## Records supplied
# # # #

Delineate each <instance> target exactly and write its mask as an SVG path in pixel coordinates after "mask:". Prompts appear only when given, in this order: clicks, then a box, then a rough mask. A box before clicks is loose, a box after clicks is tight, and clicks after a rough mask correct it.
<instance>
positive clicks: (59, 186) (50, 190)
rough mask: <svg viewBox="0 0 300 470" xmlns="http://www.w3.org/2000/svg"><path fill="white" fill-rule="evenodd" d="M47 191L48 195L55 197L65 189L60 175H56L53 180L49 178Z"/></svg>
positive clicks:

# # # #

## Problem
Write out the records above exactly as given.

## Answer space
Delineate each <instance> target exactly and write its mask as an SVG path in pixel coordinates after "mask:". Prompts appear only when given, in this order: clicks, then a box, then a rough mask. A box before clicks is loose, a box after clicks is tight, and clicks after a rough mask correct it.
<instance>
positive clicks: (59, 186) (50, 190)
rough mask: <svg viewBox="0 0 300 470" xmlns="http://www.w3.org/2000/svg"><path fill="white" fill-rule="evenodd" d="M47 191L48 195L55 197L65 189L60 175H56L53 180L49 178Z"/></svg>
positive clicks:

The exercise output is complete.